Dataset items:
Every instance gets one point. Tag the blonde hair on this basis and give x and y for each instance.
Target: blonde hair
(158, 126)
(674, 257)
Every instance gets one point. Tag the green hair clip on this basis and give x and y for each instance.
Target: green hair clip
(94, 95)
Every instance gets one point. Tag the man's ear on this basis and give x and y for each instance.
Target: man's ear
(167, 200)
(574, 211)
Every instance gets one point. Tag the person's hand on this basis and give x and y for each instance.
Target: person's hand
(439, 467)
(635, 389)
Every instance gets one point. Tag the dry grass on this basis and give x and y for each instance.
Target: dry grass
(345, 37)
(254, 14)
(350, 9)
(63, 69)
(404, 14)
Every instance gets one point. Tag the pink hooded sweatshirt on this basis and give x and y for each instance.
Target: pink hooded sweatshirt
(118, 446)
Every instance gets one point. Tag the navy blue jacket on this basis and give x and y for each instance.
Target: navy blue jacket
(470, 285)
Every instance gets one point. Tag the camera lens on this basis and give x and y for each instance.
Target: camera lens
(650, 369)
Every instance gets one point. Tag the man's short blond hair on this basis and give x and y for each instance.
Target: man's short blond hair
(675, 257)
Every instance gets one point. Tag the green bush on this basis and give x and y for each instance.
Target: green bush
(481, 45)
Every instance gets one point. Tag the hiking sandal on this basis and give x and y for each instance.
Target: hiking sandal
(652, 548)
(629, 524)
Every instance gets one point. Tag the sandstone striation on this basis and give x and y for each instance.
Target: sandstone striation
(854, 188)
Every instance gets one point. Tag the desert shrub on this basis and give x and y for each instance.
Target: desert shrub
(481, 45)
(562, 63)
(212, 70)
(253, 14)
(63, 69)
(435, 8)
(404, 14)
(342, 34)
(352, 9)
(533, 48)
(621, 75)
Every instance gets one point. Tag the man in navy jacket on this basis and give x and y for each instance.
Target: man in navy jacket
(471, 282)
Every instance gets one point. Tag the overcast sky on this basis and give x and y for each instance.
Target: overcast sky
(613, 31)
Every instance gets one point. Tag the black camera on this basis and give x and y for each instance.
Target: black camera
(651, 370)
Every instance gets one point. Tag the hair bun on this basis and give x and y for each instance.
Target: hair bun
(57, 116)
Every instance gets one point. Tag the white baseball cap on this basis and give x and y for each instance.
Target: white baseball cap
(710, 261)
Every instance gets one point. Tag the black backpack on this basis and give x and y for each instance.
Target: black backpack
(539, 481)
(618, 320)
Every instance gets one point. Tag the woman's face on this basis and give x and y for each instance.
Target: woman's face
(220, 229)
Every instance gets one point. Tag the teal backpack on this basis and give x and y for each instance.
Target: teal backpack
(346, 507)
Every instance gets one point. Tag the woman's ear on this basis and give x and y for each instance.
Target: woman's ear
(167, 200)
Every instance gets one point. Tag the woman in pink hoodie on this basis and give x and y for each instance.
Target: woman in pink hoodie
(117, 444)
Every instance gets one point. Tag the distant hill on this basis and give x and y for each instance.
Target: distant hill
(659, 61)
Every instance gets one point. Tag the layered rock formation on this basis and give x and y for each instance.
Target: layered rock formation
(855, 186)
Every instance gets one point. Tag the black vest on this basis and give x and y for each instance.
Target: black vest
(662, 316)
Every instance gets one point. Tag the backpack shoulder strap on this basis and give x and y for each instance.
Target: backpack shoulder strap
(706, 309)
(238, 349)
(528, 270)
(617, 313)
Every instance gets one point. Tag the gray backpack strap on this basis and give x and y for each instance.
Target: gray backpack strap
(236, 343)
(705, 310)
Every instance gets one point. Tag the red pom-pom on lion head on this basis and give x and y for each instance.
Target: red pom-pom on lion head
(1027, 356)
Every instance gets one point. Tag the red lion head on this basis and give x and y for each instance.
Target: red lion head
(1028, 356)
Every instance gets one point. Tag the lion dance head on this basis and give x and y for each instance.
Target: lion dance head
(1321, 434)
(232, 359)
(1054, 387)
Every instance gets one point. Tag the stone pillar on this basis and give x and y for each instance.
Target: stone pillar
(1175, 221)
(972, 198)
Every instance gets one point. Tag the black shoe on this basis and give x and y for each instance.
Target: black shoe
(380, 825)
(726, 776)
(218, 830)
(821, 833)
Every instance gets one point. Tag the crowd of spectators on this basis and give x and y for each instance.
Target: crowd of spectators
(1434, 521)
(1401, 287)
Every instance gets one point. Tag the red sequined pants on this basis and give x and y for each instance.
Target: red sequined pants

* **EXERCISE TASK**: All the entries above need to be reproduced exactly.

* **OUTPUT FOR THIS TASK**:
Every instance gets one point. Tag the blonde hair on this basis and give x and y for each instance.
Target: blonde hair
(158, 126)
(674, 257)
Every instance gets one point. Tag the green hair clip on this basis and give x and y for each instance.
Target: green hair clip
(94, 95)
Every instance gets one point. Tag the man's ear on this basis and give x and y for each instance.
Target: man's ear
(167, 200)
(574, 211)
Every instance gets one point. Tag the person's hand on this basis and give x and y for each instance.
Target: person's hand
(439, 467)
(635, 389)
Every instance gets one point. Tag the dry grass on this basis and give x and y for each instance.
Target: dry grass
(345, 37)
(254, 14)
(350, 9)
(63, 69)
(404, 14)
Every instance gets one point. Tag the pink hooded sweatshirt on this basis and give x and y for each instance.
Target: pink hooded sweatshirt
(118, 446)
Every instance gets one point. Tag the navy blue jacket on this basis and give x and y for each instance.
Target: navy blue jacket
(470, 285)
Every instance gets one point. Tag the camera lens on this basis and give x and y for each instance.
Target: camera lens
(650, 369)
Every instance gets one point. Tag the man's short blond hair on this basis and give x and y for each instance.
Target: man's short blond hair
(675, 257)
Every instance gets one point. Tag the green bush on this basis and give x and y for each instance.
Target: green bush
(481, 45)
Every instance gets one point. Tag the hiking sandal on this basis and give x and y for each instance.
Target: hiking sandal
(652, 548)
(629, 524)
Every instance gets one point. Tag the sandstone striation on this basis and give x and y for each instance.
Target: sandstone striation
(854, 188)
Every instance gets one point. Tag the desert shrub on this basis and give x and y for each instance.
Target: desert shrub
(481, 45)
(562, 63)
(212, 70)
(253, 14)
(63, 69)
(435, 8)
(404, 14)
(342, 34)
(352, 9)
(533, 48)
(621, 75)
Every instance gets one point. Tag the man in navy jacket on this basis and give x and y for each instance.
Target: man in navy jacket
(471, 282)
Every instance gets one point. Tag the overcast sky on this basis and give x and y for each instance.
Target: overcast sky
(613, 31)
Every instance gets one point. Tag the black camera on this basis and give x and y for each instance.
Target: black camera
(651, 370)
Every instance gets one point. Tag the hair bun on this basis and give x and y for each instance.
Target: hair bun
(57, 116)
Every instance gets one point. Tag the white baseball cap on this basis and give x and y for each instance.
Target: white baseball cap
(710, 261)
Every instance gets one point. Tag the black backpack on this basis and give x and y for each instance.
Target: black backpack
(539, 481)
(618, 320)
Every instance gets one point. Tag the woman's face on this basis and give x and y for each instance.
Target: woman's face
(220, 229)
Every instance gets one point. Tag the teal backpack on this basis and give x and y for each instance.
Target: teal backpack
(346, 507)
Every instance gets one point. Tag the woman's ear on this basis and give x and y for each instance.
Target: woman's ear
(167, 200)
Every instance gets one point. Tag the woman in pink hoodie on this basis and give x and y for each instance.
Target: woman in pink hoodie
(117, 444)
Every instance gets one point. Tag the distant hill on this basis and give x and y for each instance.
Target: distant hill
(659, 61)
Every instance gets one point. Tag the layered rock formation on this basis and give x and y for each instance.
Target: layered rock formation
(855, 186)
Every instance gets one point. Tag the black vest on this basis and give x and y for each instance.
Target: black vest
(662, 316)
Every instance gets one point. Tag the backpack shoulder strap on this basis and give x and y for each instance.
Target: backpack shoulder strap
(706, 309)
(238, 349)
(528, 270)
(617, 313)
Every instance gets one point. Tag the gray backpack strap on this basis and give x and y for each instance.
Target: gray backpack strap
(236, 343)
(705, 310)
Every instance gets one point. Tag the red pom-pom on lion head on this basis and give x and y for each instance.
Target: red pom-pom on lion head
(1027, 356)
Every instance gets one point. Tag the red lion head on this basis and give x and y for each instance.
Target: red lion head
(1028, 356)
Every instance gets one point. Tag the lion dance head on this basis and give x and y for each instance.
Target: lion dance head
(1321, 434)
(232, 359)
(1054, 387)
Every instance gets one point. Tag the stone pillar on this basis and give x and y for each instance.
Target: stone pillar
(1175, 221)
(972, 198)
Every instance gets one point. Tag the black shoe on this basis and give x and y for each instance.
Target: black shoe
(380, 825)
(726, 776)
(218, 830)
(821, 833)
Every instance gets one point. Tag the crowd of spectators on this basis and give x and y for each instance.
Target: crowd of spectators
(1434, 521)
(1401, 287)
Every instance gets one point. Tag the red sequined pants on this basis and give x and y for each instance.
Target: red sequined pants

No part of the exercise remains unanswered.